▶ **Task prompt**
Give the entries back exactly as they stand, but without pictures.

▶ **Material supplied**
────────────────────────────────────────
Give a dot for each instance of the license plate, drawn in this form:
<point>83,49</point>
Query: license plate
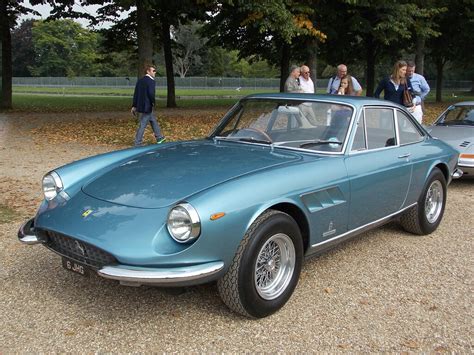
<point>75,266</point>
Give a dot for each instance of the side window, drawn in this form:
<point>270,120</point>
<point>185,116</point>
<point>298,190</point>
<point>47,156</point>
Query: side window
<point>380,124</point>
<point>407,130</point>
<point>359,138</point>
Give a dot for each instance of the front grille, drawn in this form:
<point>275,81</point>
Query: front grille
<point>78,250</point>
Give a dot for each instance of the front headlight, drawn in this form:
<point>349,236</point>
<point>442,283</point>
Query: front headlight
<point>52,185</point>
<point>183,223</point>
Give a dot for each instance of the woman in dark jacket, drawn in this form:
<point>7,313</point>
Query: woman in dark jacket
<point>394,85</point>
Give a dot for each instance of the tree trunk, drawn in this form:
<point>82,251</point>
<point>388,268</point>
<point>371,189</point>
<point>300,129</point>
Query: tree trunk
<point>144,36</point>
<point>370,79</point>
<point>311,61</point>
<point>6,58</point>
<point>439,79</point>
<point>284,65</point>
<point>420,54</point>
<point>166,37</point>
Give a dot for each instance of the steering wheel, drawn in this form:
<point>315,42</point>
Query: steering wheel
<point>252,131</point>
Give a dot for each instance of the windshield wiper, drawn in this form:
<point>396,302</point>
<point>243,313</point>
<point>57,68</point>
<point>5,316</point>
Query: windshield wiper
<point>319,142</point>
<point>253,140</point>
<point>244,139</point>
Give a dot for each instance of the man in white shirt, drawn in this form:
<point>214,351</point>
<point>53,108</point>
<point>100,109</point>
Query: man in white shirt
<point>307,85</point>
<point>335,81</point>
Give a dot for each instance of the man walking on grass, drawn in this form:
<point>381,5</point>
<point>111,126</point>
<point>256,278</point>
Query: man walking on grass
<point>144,103</point>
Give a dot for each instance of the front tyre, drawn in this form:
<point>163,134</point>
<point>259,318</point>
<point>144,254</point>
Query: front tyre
<point>425,217</point>
<point>265,268</point>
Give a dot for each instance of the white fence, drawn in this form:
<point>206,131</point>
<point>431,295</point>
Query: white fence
<point>192,82</point>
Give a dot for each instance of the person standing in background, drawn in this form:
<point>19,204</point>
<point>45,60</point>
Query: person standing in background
<point>335,81</point>
<point>144,104</point>
<point>292,83</point>
<point>419,88</point>
<point>306,83</point>
<point>346,88</point>
<point>394,85</point>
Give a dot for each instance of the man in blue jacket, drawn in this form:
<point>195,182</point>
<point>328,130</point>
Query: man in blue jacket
<point>144,103</point>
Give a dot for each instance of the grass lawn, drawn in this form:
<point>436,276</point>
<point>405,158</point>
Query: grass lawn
<point>23,102</point>
<point>52,103</point>
<point>113,91</point>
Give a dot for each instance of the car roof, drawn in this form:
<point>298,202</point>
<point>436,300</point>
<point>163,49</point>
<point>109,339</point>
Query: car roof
<point>344,99</point>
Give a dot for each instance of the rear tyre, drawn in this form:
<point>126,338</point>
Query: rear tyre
<point>425,217</point>
<point>265,268</point>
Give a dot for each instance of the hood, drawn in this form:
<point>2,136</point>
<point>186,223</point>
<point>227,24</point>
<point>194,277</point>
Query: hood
<point>171,173</point>
<point>458,137</point>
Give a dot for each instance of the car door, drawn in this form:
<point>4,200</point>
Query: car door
<point>379,169</point>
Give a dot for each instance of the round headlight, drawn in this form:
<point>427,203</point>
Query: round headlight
<point>52,185</point>
<point>184,224</point>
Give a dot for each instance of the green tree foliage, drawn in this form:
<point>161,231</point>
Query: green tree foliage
<point>267,29</point>
<point>456,42</point>
<point>188,47</point>
<point>64,48</point>
<point>10,10</point>
<point>22,48</point>
<point>218,61</point>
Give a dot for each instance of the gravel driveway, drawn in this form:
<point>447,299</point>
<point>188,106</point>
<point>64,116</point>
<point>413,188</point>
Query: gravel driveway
<point>385,291</point>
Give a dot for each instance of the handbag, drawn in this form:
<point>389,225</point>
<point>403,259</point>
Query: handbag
────────────────────────────────────────
▶ **Task solution**
Give a dot for each instance of the license plate, drawn in this form:
<point>83,49</point>
Query: license plate
<point>75,266</point>
Give a dot for each instance of the side window, drawn in this form:
<point>270,120</point>
<point>185,116</point>
<point>298,190</point>
<point>47,156</point>
Query: side window
<point>380,124</point>
<point>407,130</point>
<point>359,138</point>
Give a dot for each instance of the front grille, drawn in this form:
<point>275,81</point>
Query: front grille
<point>78,250</point>
Give a dot for each instance of the front headlight, drawn in this form:
<point>349,236</point>
<point>442,283</point>
Query: front headlight
<point>52,185</point>
<point>183,223</point>
Give a dot for each instance of the woman in dark jacket, drawn in this form:
<point>7,313</point>
Query: woman in dark jacket
<point>394,85</point>
Give a dot for each instance of the tree trunk, drawn in this form:
<point>82,251</point>
<point>388,268</point>
<point>371,189</point>
<point>300,129</point>
Query: tree trunk
<point>144,36</point>
<point>370,79</point>
<point>311,61</point>
<point>6,58</point>
<point>439,79</point>
<point>284,65</point>
<point>420,54</point>
<point>166,37</point>
Give a dot for each instance of the steering wheel, drawn in this form:
<point>315,42</point>
Query: steering wheel
<point>252,131</point>
Give a dot for each instance of the windshield wiper, drawn in this form:
<point>396,302</point>
<point>243,313</point>
<point>57,68</point>
<point>5,316</point>
Query: windshield wiper
<point>319,142</point>
<point>253,140</point>
<point>244,139</point>
Give a dot for each instance of the man in white shirt, drawn in this form:
<point>214,351</point>
<point>53,108</point>
<point>100,109</point>
Query: man in white shirt
<point>307,85</point>
<point>335,81</point>
Give a dot for each instance of the man walking on grass, drawn in this form:
<point>381,5</point>
<point>111,126</point>
<point>256,278</point>
Query: man walking on grass
<point>144,103</point>
Give a dot for each instance of the front tyre, drawn in this form:
<point>163,134</point>
<point>259,318</point>
<point>144,254</point>
Query: front tyre
<point>425,217</point>
<point>265,268</point>
Give a dot for each instance of the white fence, drawn in this form:
<point>206,131</point>
<point>431,295</point>
Query: white fence
<point>192,82</point>
Give a dot for each instance of the person standing in background, drawn in this form:
<point>19,204</point>
<point>45,60</point>
Query: person standing in background
<point>335,81</point>
<point>144,104</point>
<point>292,83</point>
<point>419,88</point>
<point>306,83</point>
<point>346,88</point>
<point>394,85</point>
Give a dot for each instance of the man in blue jacket, drawn in this form:
<point>195,182</point>
<point>328,130</point>
Query: man in blue jacket
<point>144,103</point>
Give a dot for each instance of the grass lawn, drawn in this form:
<point>436,276</point>
<point>405,158</point>
Query: grass lawn
<point>23,102</point>
<point>52,103</point>
<point>113,91</point>
Give a dot for each instance of the car roof, drawn in this form:
<point>298,202</point>
<point>436,300</point>
<point>163,49</point>
<point>109,339</point>
Query: car roof
<point>344,99</point>
Give a dot for each instance of the rear tyre, drawn in this form:
<point>126,338</point>
Query: rear tyre
<point>425,217</point>
<point>265,268</point>
Give a dot for each instance of the hood, drawn in this form:
<point>2,136</point>
<point>186,223</point>
<point>227,24</point>
<point>194,277</point>
Query: hood
<point>171,173</point>
<point>458,137</point>
Give a dot for each instance of the car door, drawn in this form:
<point>4,200</point>
Query: car door
<point>379,169</point>
Give a dot for each instance of the round headlight, drawn in this form:
<point>427,203</point>
Query: round headlight
<point>52,185</point>
<point>184,224</point>
Give a dot for each instance of the green tree foliage, drawn in this form:
<point>161,231</point>
Query: green tree foliage
<point>267,29</point>
<point>456,42</point>
<point>188,47</point>
<point>64,48</point>
<point>10,10</point>
<point>22,48</point>
<point>218,61</point>
Give a dot for each instance of the gravel driveway, drawn in this form:
<point>447,299</point>
<point>188,106</point>
<point>64,116</point>
<point>413,188</point>
Query: gravel driveway
<point>385,291</point>
Give a dot for each instance of the handbag, drawn in this form:
<point>389,225</point>
<point>403,259</point>
Query: handbag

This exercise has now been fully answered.